— Document text —
--*--
They look like planets. Two droplets move in orbits on an ice cold fluid surface. They attract each other, and by almost frictionless movement on their own vapour, they skate around each other. It is a fascinating mechanism that could be used for preparing and transporting biological samples with a minimum of contamination. Researchers of the University of Twente publish about this in their paper ‘Capillary Orbits’ in Nature Communications of 2 September.
The phenomenon that floating objects attract each other and cluster together, is known as the Cheerios Effect, after the ring-shaped breakfast cereal. But if you would take two small balls floating on the water, they would clearly not start moving in the way that is shown in this new publication. Friction simply is much too high for that. The essential difference is that the droplets, in this research, float on the vapour layer that forms between the droplet – at room temperature, initially – and the very cold liquid nitrogen beneath. The droplet skates across the surface, just like the ‘water strider’ insect can walk over water. Using one droplet, the effect is already remarkable, as the researchers proved in their earlier 'PNAS' publication. Still, you could imagine that using two droplets, they would start behaving like bouncing billiard balls. The fact that they, instead, start moving in orbits, has to do with surface tension. The weight of one droplet distorts the shape of the fluid surface, causing the other droplet to move. This resembles general relativity, in which the mass of one celestial object influence the orbits of others by curvature of space-time.
The circumstances do change ‘on the move’, however, as the droplets get colder and colder, changing the speed and interaction. Although small, friction grows as well. From that moment on, the droplet movement cannot longer be compared to planet orbits: the orbit of droplets will be spirally shaped, as the researchers show in their calculations and simulations. What will happen if many droplets are released on the surface is an interesting, though complex, next step.
The way the movement of the droplet is controlled, could be a way of moving vulnerable biological examples and manipulate them without the need of putting them into a container or tube, risking contamination. The sample is even deep-frozen 'on the move'.
The research has been done by UT’s Physics of Fluids group and the Max Planck – University of Twente Center for Complex Fluid Dynamics.
The paper ‘Capillary Orbits’ by Anaïs Gauthier, Devaraj van der Meer, Jacco Snoeijer en Guillaume Lajoinie, is published in Nature Communications on 2 september.
--*--
— Data under study —

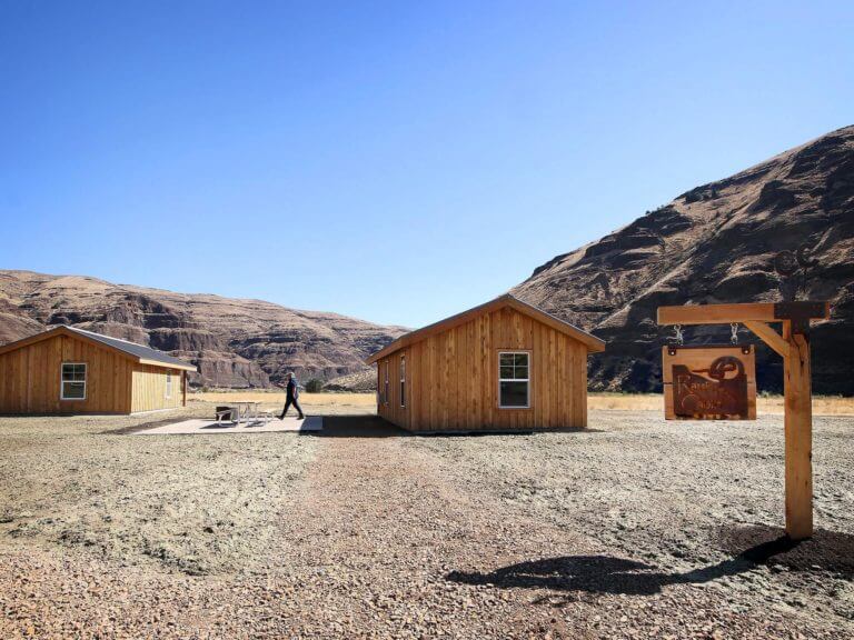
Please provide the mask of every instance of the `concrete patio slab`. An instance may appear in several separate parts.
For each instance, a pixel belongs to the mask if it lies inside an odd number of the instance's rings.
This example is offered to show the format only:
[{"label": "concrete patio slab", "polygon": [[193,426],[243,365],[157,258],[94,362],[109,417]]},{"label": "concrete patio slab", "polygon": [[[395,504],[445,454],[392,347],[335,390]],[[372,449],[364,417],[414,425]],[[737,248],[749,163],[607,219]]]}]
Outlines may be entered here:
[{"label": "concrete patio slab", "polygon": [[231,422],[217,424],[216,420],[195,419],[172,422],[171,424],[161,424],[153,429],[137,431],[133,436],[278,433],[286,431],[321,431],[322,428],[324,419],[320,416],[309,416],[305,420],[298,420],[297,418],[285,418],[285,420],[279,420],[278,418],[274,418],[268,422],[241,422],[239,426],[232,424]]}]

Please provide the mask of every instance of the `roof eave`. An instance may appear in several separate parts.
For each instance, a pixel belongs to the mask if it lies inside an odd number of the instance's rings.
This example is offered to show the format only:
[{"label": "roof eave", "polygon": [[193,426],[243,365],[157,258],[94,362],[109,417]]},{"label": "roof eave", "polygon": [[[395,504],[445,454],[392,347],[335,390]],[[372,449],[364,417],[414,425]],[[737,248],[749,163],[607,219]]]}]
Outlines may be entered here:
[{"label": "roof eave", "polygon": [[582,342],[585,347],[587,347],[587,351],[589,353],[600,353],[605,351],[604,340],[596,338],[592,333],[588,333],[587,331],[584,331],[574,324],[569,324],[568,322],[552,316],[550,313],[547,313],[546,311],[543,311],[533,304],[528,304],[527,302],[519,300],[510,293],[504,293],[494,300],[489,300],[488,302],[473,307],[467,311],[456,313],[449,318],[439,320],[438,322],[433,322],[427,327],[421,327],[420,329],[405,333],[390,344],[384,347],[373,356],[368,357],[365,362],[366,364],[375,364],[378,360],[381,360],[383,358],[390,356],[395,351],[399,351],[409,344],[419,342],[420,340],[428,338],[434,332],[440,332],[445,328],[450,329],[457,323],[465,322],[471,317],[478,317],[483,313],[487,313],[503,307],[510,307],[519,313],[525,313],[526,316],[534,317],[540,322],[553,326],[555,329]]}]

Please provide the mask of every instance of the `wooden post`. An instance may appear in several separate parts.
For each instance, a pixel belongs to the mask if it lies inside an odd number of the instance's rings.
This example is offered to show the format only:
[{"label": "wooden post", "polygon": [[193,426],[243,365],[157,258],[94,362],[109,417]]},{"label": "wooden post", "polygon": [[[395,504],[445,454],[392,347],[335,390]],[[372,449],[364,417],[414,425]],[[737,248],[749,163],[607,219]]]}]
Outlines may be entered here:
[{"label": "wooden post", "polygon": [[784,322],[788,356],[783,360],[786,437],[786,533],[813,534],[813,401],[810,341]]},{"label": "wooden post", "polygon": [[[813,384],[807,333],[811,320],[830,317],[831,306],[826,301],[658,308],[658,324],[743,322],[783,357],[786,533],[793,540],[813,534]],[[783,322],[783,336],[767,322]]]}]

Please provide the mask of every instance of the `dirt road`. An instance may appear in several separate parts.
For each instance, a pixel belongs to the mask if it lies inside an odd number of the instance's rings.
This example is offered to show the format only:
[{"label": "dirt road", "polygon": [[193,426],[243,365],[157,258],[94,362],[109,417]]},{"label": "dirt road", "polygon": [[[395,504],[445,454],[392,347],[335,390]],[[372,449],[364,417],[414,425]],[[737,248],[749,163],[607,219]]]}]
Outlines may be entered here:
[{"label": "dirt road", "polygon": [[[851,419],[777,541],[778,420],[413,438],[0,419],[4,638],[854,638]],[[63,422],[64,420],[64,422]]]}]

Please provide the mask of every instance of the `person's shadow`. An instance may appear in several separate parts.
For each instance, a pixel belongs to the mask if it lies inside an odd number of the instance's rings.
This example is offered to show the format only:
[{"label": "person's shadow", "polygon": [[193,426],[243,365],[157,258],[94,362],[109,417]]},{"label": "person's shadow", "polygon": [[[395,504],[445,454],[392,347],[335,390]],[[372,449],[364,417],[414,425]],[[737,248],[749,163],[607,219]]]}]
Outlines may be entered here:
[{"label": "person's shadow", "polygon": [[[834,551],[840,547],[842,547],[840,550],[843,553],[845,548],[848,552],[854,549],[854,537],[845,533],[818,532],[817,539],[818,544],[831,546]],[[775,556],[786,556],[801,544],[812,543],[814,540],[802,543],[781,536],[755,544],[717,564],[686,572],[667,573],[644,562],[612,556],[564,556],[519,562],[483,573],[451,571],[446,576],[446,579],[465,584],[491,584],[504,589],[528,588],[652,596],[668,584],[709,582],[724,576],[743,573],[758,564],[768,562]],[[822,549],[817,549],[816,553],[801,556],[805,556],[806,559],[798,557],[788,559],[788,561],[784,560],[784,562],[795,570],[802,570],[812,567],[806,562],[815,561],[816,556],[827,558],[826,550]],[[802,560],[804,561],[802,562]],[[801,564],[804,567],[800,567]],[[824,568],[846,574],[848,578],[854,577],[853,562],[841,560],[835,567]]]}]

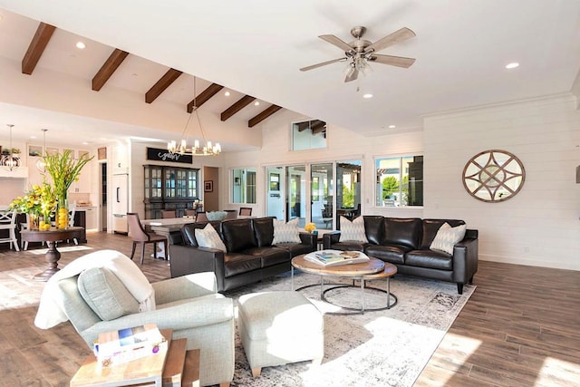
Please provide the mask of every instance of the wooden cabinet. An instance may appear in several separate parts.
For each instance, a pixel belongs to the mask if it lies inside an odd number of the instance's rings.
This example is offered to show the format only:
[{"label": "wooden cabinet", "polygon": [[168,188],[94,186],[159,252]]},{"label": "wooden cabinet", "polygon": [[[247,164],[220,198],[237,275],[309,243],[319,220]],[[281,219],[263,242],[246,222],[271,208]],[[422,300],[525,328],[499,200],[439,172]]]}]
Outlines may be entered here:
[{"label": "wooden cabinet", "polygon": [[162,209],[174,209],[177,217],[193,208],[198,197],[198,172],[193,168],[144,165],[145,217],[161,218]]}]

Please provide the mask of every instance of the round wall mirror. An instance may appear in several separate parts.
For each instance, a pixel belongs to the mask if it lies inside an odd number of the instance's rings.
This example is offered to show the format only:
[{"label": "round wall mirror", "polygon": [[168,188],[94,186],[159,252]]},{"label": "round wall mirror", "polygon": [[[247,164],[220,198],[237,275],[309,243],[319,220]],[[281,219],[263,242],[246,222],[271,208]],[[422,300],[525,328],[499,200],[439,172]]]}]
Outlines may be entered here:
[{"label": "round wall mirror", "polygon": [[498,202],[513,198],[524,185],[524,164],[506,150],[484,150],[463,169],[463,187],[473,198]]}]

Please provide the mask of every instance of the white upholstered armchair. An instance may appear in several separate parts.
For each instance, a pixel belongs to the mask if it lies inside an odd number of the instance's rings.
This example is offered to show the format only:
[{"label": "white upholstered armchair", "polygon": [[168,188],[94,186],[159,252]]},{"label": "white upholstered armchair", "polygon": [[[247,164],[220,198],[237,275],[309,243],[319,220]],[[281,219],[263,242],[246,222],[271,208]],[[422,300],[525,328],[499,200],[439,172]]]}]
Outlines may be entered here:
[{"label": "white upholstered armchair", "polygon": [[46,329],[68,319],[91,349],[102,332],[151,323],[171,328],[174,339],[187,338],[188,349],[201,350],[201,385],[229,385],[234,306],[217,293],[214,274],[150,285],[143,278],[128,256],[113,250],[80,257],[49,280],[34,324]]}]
--*--
— What you have to do —
In the droplet-orbit article, rewrite the passage from "The circumstances do" up to and including "deep-frozen 'on the move'.", renaming "container" to "vial". The rows have no connection to the article about orbiting droplets.

— Result of this task —
The circumstances do change ‘on the move’, however, as the droplets get colder and colder, changing the speed and interaction. Although small, friction grows as well. From that moment on, the droplet movement cannot longer be compared to planet orbits: the orbit of droplets will be spirally shaped, as the researchers show in their calculations and simulations. What will happen if many droplets are released on the surface is an interesting, though complex, next step.
The way the movement of the droplet is controlled, could be a way of moving vulnerable biological examples and manipulate them without the need of putting them into a vial or tube, risking contamination. The sample is even deep-frozen 'on the move'.